- **TEXTE SOURCE**:
○ ○ ○

En Suisse, les femmes doivent attendre le deuxième trimestre pour se faire vacciner. Pourquoi?

Il ne s’agit pas d’une question de risque lié à la vaccination. C’est parce que le risque de fausse couche existe durant le premier trimestre — une femmes sur quatre expérimente une fausse couche avant 12 semaines de grossesse durant sa vie. Nous ne souhaitons pas que la femme qui perdrait son enfant associe cette perte à la vaccination. Nous savons que les deux événements ne seraient pas liés, car des études montrent clairement que le taux de fausses couches n’est pas augmenté du fait de la vaccination. A noter que d’autres pays, comme les Etats-Unis, proposent la vaccination durant toute la grossesse, y compris au premier trimestre.

Certaines femmes se sont fait vacciner sans savoir qu’elles étaient enceintes en Suisse durant leur premier trimestre. Ce n’est pas grave du tout. Lorsque cela arrive nous attendons simplement le deuxième trimestre pour la deuxième dose.

A l’inverse, une femme peut-elle se faire vacciner juste avant d’accoucher?

On voit que les femmes sur le point d’accoucher préfèrent attendre. Si on parle d’une ou deux semaines et que cela les rassure, pourquoi pas. Mais si on est encore loin du terme, je conseille de se faire vacciner. Le plus tôt est le mieux. Il ne faut pas attendre la rentrée pour voir ce qu’il se passe d’un point de vue épidémiologique. Le virus mute toutes les deux ou trois personnes infectées, avec le risque de développer un variant plus contagieux ou plus pathogène.

Certains gynécologues semblent peu enclins à promouvoir la vaccination, et les femmes volontaires doivent signer un consentement. Cela a de quoi décourager…

Cette pratique est courante, nous faisons également signer un formulaire en cas de césarienne, par exemple. Nous nous dirigeons de plus en plus vers des démarches participatives en santé. Le patient ne suit plus aveuglement les instructions d’un médecin, mais est impliqué dans la démarche du soin. Le formulaire n’a pas pour but de nous protéger, nous médecins, mais d’impliquer la patiente.

○ ○ ○

- **DONNÉES SOURCES**:
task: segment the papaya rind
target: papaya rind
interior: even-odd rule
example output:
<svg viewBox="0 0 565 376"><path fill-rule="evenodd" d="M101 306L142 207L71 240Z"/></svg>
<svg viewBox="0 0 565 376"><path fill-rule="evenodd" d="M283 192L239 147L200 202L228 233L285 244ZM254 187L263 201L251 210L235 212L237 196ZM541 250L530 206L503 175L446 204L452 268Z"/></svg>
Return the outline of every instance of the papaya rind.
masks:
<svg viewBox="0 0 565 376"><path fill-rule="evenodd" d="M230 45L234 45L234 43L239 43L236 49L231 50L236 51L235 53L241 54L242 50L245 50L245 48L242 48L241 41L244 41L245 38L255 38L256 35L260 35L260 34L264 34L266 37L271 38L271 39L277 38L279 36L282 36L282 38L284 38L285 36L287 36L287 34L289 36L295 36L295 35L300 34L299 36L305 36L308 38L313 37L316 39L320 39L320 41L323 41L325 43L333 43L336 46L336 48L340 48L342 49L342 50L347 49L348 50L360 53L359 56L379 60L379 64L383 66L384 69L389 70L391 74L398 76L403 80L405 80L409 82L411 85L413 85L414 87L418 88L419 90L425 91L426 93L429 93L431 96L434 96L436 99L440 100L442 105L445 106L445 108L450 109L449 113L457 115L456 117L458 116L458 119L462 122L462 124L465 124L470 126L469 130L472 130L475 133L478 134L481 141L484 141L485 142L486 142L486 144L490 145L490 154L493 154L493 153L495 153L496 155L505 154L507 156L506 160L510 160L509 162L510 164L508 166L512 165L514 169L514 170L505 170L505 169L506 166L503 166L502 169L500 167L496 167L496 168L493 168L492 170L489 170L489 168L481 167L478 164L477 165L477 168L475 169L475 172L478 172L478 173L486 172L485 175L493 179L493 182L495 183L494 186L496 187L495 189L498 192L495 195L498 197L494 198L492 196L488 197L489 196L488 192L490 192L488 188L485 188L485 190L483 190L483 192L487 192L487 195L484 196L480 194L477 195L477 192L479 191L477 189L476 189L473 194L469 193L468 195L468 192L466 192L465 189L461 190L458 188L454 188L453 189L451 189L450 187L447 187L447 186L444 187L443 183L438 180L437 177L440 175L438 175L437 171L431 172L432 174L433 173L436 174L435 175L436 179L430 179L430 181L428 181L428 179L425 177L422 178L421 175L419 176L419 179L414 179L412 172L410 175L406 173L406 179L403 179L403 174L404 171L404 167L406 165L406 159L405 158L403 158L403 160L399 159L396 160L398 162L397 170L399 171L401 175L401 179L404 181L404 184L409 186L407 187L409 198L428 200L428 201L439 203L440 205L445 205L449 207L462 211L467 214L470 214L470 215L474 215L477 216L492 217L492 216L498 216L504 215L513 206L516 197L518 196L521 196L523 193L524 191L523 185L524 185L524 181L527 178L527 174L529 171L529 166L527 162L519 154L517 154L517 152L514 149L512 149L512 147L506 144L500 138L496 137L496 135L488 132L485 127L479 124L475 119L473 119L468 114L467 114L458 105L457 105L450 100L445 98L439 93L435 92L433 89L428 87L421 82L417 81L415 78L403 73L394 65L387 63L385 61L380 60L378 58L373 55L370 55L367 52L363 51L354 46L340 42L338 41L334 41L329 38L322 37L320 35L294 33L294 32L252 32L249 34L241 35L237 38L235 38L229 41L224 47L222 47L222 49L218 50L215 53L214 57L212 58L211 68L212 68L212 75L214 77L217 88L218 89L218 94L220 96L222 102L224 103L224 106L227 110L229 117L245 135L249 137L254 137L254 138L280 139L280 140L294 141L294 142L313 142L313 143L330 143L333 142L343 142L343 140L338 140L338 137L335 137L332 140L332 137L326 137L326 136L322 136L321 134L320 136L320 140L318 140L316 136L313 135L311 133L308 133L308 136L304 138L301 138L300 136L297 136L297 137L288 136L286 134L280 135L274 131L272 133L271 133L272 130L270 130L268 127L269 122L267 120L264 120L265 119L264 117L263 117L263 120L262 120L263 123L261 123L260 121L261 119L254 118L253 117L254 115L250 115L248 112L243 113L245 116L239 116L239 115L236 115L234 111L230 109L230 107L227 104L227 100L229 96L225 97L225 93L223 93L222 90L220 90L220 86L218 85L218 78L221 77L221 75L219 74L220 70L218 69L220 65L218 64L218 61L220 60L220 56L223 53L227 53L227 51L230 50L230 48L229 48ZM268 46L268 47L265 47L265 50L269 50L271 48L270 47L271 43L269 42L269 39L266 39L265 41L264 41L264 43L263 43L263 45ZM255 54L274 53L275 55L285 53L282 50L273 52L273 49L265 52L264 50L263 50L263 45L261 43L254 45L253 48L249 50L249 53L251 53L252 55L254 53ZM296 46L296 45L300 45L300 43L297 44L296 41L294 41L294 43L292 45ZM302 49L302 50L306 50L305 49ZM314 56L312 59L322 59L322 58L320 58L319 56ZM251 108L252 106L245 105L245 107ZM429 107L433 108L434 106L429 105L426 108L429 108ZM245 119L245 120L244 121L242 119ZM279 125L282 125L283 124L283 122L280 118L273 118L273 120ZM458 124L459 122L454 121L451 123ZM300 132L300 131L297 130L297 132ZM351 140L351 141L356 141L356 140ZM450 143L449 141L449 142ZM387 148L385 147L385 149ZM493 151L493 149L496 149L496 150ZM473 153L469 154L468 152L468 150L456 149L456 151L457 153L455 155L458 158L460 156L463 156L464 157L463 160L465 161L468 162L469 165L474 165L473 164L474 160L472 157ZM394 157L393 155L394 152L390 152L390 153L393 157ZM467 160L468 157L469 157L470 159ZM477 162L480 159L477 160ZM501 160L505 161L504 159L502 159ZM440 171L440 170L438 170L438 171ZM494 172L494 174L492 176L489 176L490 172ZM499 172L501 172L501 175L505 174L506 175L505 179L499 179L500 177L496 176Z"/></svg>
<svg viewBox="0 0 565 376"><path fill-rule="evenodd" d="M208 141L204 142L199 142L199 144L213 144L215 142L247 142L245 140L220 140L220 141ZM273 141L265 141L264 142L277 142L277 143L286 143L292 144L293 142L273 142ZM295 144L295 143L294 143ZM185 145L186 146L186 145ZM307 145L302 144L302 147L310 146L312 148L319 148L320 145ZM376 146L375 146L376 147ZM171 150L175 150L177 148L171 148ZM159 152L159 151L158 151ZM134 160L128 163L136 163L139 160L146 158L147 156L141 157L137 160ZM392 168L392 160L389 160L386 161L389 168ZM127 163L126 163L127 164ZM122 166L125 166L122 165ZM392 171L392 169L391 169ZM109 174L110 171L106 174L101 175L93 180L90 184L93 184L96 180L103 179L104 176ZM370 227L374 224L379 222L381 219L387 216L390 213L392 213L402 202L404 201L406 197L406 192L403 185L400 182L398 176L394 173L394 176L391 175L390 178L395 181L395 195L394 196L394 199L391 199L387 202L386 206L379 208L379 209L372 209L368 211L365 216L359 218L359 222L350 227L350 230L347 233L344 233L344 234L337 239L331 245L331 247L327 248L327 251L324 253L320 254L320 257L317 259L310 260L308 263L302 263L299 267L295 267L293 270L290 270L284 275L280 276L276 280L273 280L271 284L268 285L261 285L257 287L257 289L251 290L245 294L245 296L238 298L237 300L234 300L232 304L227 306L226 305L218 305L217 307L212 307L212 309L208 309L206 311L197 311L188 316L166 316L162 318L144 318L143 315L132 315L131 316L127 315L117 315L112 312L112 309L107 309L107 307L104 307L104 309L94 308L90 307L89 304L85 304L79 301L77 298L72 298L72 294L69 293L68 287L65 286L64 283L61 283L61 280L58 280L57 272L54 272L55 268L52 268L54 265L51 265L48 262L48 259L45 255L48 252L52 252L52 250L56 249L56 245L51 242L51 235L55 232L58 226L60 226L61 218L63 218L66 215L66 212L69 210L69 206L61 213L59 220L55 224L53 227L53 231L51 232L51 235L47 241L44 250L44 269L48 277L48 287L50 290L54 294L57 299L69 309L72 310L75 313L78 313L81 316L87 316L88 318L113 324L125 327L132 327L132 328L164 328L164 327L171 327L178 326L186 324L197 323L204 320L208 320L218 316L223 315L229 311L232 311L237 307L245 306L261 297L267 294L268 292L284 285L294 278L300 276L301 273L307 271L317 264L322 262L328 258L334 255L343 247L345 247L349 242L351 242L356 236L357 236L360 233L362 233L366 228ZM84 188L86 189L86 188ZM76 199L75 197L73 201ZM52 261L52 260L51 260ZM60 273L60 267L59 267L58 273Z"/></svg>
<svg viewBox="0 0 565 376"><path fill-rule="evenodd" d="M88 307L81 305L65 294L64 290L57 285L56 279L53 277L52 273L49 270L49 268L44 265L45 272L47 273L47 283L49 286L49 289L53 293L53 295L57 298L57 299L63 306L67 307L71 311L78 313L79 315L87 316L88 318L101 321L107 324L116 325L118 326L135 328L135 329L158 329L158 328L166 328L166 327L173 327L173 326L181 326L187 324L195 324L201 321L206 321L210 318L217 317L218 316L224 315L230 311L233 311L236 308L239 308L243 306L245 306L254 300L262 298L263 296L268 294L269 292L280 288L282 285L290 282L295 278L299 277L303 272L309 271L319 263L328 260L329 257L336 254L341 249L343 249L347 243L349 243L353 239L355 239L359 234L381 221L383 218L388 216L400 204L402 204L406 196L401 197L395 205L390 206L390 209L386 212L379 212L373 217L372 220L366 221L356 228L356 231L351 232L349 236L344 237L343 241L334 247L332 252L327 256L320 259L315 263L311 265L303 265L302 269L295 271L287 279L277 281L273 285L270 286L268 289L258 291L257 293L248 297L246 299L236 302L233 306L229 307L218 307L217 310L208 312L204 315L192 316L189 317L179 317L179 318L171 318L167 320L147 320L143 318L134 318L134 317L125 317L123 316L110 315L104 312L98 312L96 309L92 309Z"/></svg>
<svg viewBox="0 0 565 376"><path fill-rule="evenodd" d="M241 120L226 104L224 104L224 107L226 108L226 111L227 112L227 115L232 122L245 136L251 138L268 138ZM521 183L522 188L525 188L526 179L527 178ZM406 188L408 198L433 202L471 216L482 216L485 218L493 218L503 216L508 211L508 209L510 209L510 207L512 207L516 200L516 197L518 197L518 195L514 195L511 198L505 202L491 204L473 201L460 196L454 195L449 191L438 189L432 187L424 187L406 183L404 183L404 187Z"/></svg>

○ ○ ○

- **PROBLÈMES À RÉSOUDRE**:
a. D'après l'entretien sur la vaccination des femmes enceintes, répondez aux points suivants :
(i) Au cours de sa vie, quelle proportion de femmes fait une fausse couche avant 12 semaines de grossesse ?
(ii) Que fait-on lorsqu'une femme a été vaccinée en Suisse pendant son premier trimestre sans savoir qu'elle était enceinte ?
(iii) À quelle fréquence le virus mute-t-il ?
b. Traduisez en anglais cette phrase de l'entretien sur la vaccination des femmes enceintes : « Le formulaire n’a pas pour but de nous protéger, nous médecins, mais d’impliquer la patiente. »
c. Rédigez la suite de l'entretien sur la vaccination des femmes enceintes, à partir de sa dernière phrase.
Les lignes ne sont d'aucune utilité pour ce travail.

- **RÉPONSES NUMÉROTÉES**:
a.
(i) Une femme sur quatre.
(ii) On attend le deuxième trimestre pour administrer la deuxième dose.
(iii) Toutes les deux ou trois personnes infectées.

b. The purpose of the form is not to protect us, the doctors, but to involve the patient.

c.
C’est surtout un moyen pour l’OFSP et la SSGO de s’assurer qu’en Suisse, toutes les femmes enceintes reçoivent la même information. On peut y lire les avantages comme les inconnues. C’est important, car nous n’avons pas encore des années de recul pour savoir par exemple combien de temps le vaccin protégera et s’il faudra refaire des doses de rappel à l’avenir. Cela dit, ce vaccin ne contient pas d’adjuvant et il n’y a pas de risque de modification génétique pour les patientes et leur fœtus.

La patiente enceinte doit vraiment se poser la question du risque à prendre:

  • entre celui de ne pas être vaccinée et de risquer une évolution sévère du Covid pour elle (5%) et son enfant (15%);

  • et celui de se faire vacciner, sans risque observé à ce jour sur la grossesse de centaines de milliers de femmes vaccinées.

Une fois vaccinée, comment la femme enceinte est accompagnée?

Un suivi est proposé aux femmes enceintes vaccinées. Elles sont notamment invitées à remplir un formulaire. Au CHUV, où nous compilons les données pour la Suisse, nous essayons de comprendre quel est le profil des femmes enceintes qui ont opté pour la vaccination, combien elles sont, quels ont été les effets secondaires qu’elles ont expérimentés, etc. Avec le consentement des patientes, on croise ces données à celles de l’accouchement. C’est important d’avoir des données suisses pour développer notre connaissance.

Que sait-on à ce jour au sujet de la protection que confère la vaccination de la mère au fœtus?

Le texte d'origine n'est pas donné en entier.